## 提示文:
2025.01.21 【半導体/エレクトロニクス商社特集】エレクトロニクス商社 25年の経営戦略 エム・アールエフ 佐伯裕昭社長

佐伯 社長

タグビジネス進出、新たな提案を

 エム・アールエフ(M・RF)は、高周波部品・機器の販売とコンサルタントを事業目的とする高周波の専門商社で、特徴を生かしたカスタマーサービスには定評がある。

 同社は、米国のRFIDタグメーカー、AXZON(アクゾン)社と国内代理店契約を締結し、同社のUHF RFID温度センサータグの販売を開始した。主にコールドチェーン(冷凍冷蔵物流)用途でのビジネス開拓を目指す。

 同社はRFIDビジネスでは、韓国PHYCHIPS(パイチップス)社のRFIDリーダー/ライター(R/W)ソリューションを長年販売してきたが、タグは取り扱っていなかった。パイチップスの高感度タイプ新製品(RFIDチップ「PR7」/RFID R/Wモジュール「WINE7」)発売を機に、これらの製品にマッチしたUHF RFIDタグを製造販売するアクゾンと代理店契約を結び、タグビジネス進出を決めた。アクゾンはRFID温度センサータグの老舗で、UHF RFIDタグのリーディング企業。

 コールドチェーンは商品が消費者に届くまでの全工程を一定の低温状態で管理する物流システム。食品、医薬品、化学薬品、電子部品など温度管理が重要な商品に活用され、特に食品ロスの観点から重要性が高まっている。一方で、設備投資や運用コスト増が課題だった。

## 課題:
a - 提示文の「2025.01.21 【半導体/エレクトロニクス商社特集】エレクトロニクス商社 25年の経営戦略」から「や運用コスト増が課題だった。」までを、一字一句そのまま書き写してください。
b - 提示文のうち「同社はRFIDビジネスでは」で始まる段落を、主な事実を残して箇条書きにまとめてください。
この後の項目は提示文とは関係がありません。

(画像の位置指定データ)

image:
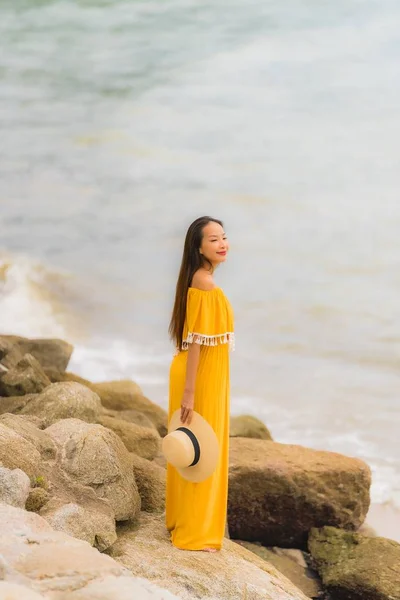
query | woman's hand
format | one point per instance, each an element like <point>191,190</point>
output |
<point>187,406</point>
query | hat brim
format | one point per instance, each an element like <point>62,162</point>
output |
<point>209,446</point>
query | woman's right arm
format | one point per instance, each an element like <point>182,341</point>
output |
<point>187,404</point>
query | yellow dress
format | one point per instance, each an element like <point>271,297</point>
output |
<point>196,512</point>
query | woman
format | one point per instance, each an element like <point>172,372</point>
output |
<point>202,329</point>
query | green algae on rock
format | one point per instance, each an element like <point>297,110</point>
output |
<point>356,567</point>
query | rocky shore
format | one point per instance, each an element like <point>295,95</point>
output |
<point>82,501</point>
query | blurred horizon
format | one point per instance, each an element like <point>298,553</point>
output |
<point>124,121</point>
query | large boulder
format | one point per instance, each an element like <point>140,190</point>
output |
<point>290,563</point>
<point>143,441</point>
<point>16,591</point>
<point>14,404</point>
<point>126,395</point>
<point>14,487</point>
<point>355,567</point>
<point>56,376</point>
<point>17,453</point>
<point>62,401</point>
<point>144,547</point>
<point>248,426</point>
<point>96,457</point>
<point>93,526</point>
<point>40,439</point>
<point>10,354</point>
<point>58,566</point>
<point>51,353</point>
<point>117,394</point>
<point>73,508</point>
<point>278,492</point>
<point>151,482</point>
<point>26,377</point>
<point>131,416</point>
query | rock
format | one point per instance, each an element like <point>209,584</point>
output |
<point>10,354</point>
<point>40,439</point>
<point>75,509</point>
<point>151,482</point>
<point>14,591</point>
<point>122,588</point>
<point>142,441</point>
<point>51,353</point>
<point>88,525</point>
<point>56,376</point>
<point>14,487</point>
<point>18,453</point>
<point>16,522</point>
<point>27,377</point>
<point>248,426</point>
<point>117,394</point>
<point>64,400</point>
<point>277,492</point>
<point>299,574</point>
<point>61,567</point>
<point>37,498</point>
<point>131,416</point>
<point>126,395</point>
<point>14,404</point>
<point>353,566</point>
<point>144,547</point>
<point>95,456</point>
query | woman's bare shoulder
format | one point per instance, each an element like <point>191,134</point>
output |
<point>203,280</point>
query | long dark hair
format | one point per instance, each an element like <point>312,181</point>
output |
<point>192,260</point>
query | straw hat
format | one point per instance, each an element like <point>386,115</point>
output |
<point>192,449</point>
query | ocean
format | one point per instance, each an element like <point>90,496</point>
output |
<point>121,122</point>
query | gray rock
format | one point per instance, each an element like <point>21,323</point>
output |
<point>277,492</point>
<point>151,482</point>
<point>63,401</point>
<point>18,453</point>
<point>353,566</point>
<point>58,566</point>
<point>95,456</point>
<point>143,441</point>
<point>14,487</point>
<point>26,377</point>
<point>40,439</point>
<point>94,527</point>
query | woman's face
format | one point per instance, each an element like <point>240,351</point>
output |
<point>214,244</point>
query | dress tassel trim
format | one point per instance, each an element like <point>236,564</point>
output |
<point>209,340</point>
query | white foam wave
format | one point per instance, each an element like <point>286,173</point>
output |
<point>119,359</point>
<point>26,306</point>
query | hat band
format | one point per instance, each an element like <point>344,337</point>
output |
<point>195,443</point>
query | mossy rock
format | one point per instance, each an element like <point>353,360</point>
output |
<point>37,498</point>
<point>356,567</point>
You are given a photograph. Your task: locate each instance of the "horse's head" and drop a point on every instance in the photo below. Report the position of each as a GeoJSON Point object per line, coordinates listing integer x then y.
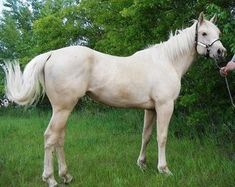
{"type": "Point", "coordinates": [207, 38]}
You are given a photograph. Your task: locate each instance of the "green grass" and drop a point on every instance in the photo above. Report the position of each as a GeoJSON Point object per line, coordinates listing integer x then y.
{"type": "Point", "coordinates": [101, 149]}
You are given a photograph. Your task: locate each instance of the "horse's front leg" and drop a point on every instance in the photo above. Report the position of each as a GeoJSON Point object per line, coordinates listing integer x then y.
{"type": "Point", "coordinates": [149, 117]}
{"type": "Point", "coordinates": [164, 113]}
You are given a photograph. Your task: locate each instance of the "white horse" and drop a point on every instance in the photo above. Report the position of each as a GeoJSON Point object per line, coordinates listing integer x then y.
{"type": "Point", "coordinates": [149, 79]}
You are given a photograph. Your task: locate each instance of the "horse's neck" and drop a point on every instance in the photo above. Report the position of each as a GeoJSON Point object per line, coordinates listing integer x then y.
{"type": "Point", "coordinates": [182, 64]}
{"type": "Point", "coordinates": [183, 48]}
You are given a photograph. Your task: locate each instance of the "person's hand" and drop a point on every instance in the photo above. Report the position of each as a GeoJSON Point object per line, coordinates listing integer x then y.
{"type": "Point", "coordinates": [223, 72]}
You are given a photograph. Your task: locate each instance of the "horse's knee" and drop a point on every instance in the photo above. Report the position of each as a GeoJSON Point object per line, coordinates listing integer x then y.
{"type": "Point", "coordinates": [162, 140]}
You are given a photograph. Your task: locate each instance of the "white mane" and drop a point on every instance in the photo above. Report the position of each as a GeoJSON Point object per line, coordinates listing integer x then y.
{"type": "Point", "coordinates": [178, 44]}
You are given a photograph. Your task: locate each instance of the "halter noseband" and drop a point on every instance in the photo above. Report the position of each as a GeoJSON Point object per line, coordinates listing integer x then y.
{"type": "Point", "coordinates": [207, 46]}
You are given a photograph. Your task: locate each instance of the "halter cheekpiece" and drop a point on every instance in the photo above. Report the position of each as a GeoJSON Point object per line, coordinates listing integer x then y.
{"type": "Point", "coordinates": [207, 46]}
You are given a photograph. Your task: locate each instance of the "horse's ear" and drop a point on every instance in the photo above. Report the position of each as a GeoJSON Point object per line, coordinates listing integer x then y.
{"type": "Point", "coordinates": [201, 18]}
{"type": "Point", "coordinates": [213, 19]}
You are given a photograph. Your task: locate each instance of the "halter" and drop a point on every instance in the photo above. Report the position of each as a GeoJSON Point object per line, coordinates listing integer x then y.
{"type": "Point", "coordinates": [207, 46]}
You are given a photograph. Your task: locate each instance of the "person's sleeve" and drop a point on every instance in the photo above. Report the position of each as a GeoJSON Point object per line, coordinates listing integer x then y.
{"type": "Point", "coordinates": [233, 59]}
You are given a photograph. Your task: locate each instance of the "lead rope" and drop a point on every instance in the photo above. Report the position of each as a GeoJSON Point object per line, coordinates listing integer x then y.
{"type": "Point", "coordinates": [227, 85]}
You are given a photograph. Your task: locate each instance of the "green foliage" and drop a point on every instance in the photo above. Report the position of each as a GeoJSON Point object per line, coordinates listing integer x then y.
{"type": "Point", "coordinates": [122, 27]}
{"type": "Point", "coordinates": [101, 149]}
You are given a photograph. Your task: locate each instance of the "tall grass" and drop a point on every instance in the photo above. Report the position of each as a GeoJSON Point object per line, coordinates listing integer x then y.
{"type": "Point", "coordinates": [102, 146]}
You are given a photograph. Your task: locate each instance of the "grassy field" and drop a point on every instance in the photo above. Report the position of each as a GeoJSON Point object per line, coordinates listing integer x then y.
{"type": "Point", "coordinates": [101, 148]}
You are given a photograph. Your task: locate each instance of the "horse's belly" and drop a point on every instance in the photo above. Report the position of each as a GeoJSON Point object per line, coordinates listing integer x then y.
{"type": "Point", "coordinates": [124, 100]}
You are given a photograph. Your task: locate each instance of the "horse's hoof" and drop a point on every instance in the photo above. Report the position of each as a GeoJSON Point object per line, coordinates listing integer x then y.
{"type": "Point", "coordinates": [141, 164]}
{"type": "Point", "coordinates": [50, 180]}
{"type": "Point", "coordinates": [67, 178]}
{"type": "Point", "coordinates": [164, 170]}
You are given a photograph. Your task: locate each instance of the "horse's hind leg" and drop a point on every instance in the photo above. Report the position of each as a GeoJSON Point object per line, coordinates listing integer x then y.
{"type": "Point", "coordinates": [149, 117]}
{"type": "Point", "coordinates": [54, 140]}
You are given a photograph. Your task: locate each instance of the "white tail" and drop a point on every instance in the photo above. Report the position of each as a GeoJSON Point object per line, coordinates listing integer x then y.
{"type": "Point", "coordinates": [27, 87]}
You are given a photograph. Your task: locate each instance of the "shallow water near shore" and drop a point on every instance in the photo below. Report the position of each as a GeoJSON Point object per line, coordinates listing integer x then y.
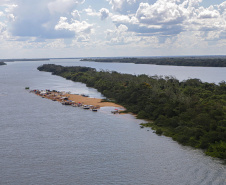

## 課題ごとの解答:
a -
2025.01.21 【半導体/エレクトロニクス商社特集】エレクトロニクス商社 25年の経営戦略 エム・アールエフ 佐伯裕昭社長

佐伯 社長

タグビジネス進出、新たな提案を

 エム・アールエフ(M・RF)は、高周波部品・機器の販売とコンサルタントを事業目的とする高周波の専門商社で、特徴を生かしたカスタマーサービスには定評がある。

 同社は、米国のRFIDタグメーカー、AXZON(アクゾン)社と国内代理店契約を締結し、同社のUHF RFID温度センサータグの販売を開始した。主にコールドチェーン(冷凍冷蔵物流)用途でのビジネス開拓を目指す。

 同社はRFIDビジネスでは、韓国PHYCHIPS(パイチップス)社のRFIDリーダー/ライター(R/W)ソリューションを長年販売してきたが、タグは取り扱っていなかった。パイチップスの高感度タイプ新製品(RFIDチップ「PR7」/RFID R/Wモジュール「WINE7」)発売を機に、これらの製品にマッチしたUHF RFIDタグを製造販売するアクゾンと代理店契約を結び、タグビジネス進出を決めた。アクゾンはRFID温度センサータグの老舗で、UHF RFIDタグのリーディング企業。

 コールドチェーンは商品が消費者に届くまでの全工程を一定の低温状態で管理する物流システム。食品、医薬品、化学薬品、電子部品など温度管理が重要な商品に活用され、特に食品ロスの観点から重要性が高まっている。一方で、設備投資や運用コスト増が課題だった。

b -
- 同社は韓国PHYCHIPS(パイチップス)社のRFIDリーダー/ライター(R/W)ソリューションを長年販売してきたが、タグは扱っていなかった
- パイチップスが高感度タイプの新製品(RFIDチップ「PR7」、RFID R/Wモジュール「WINE7」)を発売した
- それを機に、これらの製品に合うUHF RFIDタグを製造販売するアクゾンと代理店契約を結び、タグビジネスへの進出を決めた
- アクゾンはRFID温度センサータグの老舗で、UHF RFIDタグのリーディング企業である